EXERCISE DETAILS -> Reproduce every line of the data below, adding -16 to each x and y coordinate in the answers and leaving all other lines unchanged.

RECORDS SUPPLIED ->
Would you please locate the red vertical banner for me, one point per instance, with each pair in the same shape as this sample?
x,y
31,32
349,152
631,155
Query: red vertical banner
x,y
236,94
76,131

TASK ANSWER ->
Would you please locate the red vertical banner for me, one point per instance, with each pair in the same shape as this sample?
x,y
31,32
349,152
631,155
Query: red vertical banner
x,y
220,78
60,115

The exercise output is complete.